* Begin *
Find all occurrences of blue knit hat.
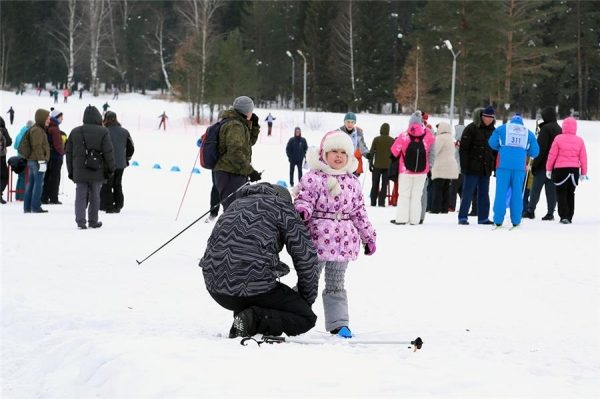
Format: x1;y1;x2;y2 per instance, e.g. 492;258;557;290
481;105;496;118
344;112;356;122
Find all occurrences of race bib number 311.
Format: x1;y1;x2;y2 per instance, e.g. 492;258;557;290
504;123;528;149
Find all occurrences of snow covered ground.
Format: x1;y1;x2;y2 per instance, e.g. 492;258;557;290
0;92;600;399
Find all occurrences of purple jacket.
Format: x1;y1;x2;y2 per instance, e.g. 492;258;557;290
294;169;376;262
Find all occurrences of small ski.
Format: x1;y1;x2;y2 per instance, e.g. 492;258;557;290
240;335;423;352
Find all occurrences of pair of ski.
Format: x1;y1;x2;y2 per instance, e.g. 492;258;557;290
240;335;423;352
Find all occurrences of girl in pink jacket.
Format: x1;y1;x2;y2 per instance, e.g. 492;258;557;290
546;117;587;224
294;130;376;338
391;117;435;225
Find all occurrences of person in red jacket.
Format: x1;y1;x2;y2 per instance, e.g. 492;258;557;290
42;109;65;205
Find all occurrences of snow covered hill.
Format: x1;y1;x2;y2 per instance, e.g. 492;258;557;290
0;92;600;399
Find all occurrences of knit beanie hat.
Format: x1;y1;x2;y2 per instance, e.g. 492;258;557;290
562;116;577;134
267;182;292;202
233;96;254;114
344;112;356;123
408;110;423;126
481;105;496;118
437;122;452;134
379;123;390;136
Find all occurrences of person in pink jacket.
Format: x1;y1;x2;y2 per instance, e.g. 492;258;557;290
390;115;435;225
546;117;587;224
294;130;376;338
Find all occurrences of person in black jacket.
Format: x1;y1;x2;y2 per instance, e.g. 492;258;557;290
0;117;12;204
458;106;496;224
100;111;135;213
285;127;308;186
65;105;115;229
199;183;319;338
523;107;562;220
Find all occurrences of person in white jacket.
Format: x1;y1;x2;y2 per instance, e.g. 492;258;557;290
431;122;458;213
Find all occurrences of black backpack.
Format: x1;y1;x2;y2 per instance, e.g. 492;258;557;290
404;134;427;173
200;118;231;169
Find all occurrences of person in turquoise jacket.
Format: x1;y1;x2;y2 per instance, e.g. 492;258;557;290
488;114;540;227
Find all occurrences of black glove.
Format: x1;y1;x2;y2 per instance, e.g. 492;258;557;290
248;170;262;182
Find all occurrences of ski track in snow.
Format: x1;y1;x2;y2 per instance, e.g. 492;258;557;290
0;91;600;399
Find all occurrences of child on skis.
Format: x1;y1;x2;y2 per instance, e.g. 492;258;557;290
294;130;376;338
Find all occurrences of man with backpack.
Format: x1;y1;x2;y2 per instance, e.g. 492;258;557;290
19;108;50;213
212;96;261;210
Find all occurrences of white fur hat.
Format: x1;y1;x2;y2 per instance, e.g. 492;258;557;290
320;130;354;160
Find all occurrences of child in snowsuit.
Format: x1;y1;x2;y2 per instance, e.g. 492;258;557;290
294;130;376;338
546;117;587;224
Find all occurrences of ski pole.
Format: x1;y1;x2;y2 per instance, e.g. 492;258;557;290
175;151;200;221
135;182;250;265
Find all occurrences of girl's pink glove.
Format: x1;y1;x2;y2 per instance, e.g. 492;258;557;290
365;242;377;255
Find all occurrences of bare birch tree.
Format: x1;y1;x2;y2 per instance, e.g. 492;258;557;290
102;0;130;87
88;0;107;97
177;0;223;119
146;10;173;94
48;0;83;89
333;0;356;106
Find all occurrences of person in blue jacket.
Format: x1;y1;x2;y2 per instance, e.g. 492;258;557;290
488;114;540;227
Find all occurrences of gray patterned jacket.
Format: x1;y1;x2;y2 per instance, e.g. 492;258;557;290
199;184;319;304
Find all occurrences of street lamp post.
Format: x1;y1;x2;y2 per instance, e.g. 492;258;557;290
296;50;306;124
285;50;296;109
444;40;460;127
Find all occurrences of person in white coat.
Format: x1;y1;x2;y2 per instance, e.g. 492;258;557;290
431;122;458;213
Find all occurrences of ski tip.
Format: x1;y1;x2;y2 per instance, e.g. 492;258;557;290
410;337;423;352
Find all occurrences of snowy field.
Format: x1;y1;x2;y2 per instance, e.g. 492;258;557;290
0;91;600;399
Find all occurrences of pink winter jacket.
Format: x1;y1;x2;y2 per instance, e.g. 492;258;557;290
546;117;587;176
391;123;435;175
294;170;376;262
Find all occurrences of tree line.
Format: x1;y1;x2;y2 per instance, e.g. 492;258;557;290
0;0;600;121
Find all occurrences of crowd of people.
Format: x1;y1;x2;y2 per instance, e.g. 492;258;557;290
0;105;134;229
0;96;587;338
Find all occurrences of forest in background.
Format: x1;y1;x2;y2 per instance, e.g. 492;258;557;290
0;0;600;122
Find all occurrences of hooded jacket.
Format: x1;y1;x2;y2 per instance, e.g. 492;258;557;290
391;123;435;175
488;115;540;171
65;105;115;183
23;108;50;161
458;108;496;176
214;108;260;176
546;117;587;176
431;122;458;179
294;131;376;262
48;118;65;158
371;123;394;169
531;107;562;175
285;132;308;164
199;183;319;304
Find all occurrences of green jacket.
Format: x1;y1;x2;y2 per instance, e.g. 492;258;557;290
27;109;50;161
370;127;394;169
214;109;260;176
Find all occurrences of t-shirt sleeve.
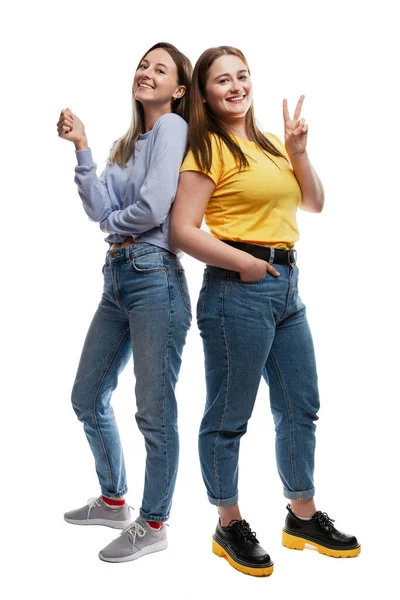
* End *
:: TASK INSTRUCTIONS ::
List every line of the records above that contains the word "knit".

:: OUTPUT OF THE TASK ::
Find all occurrences of blue knit hat.
Find all occurrences of knit beanie hat.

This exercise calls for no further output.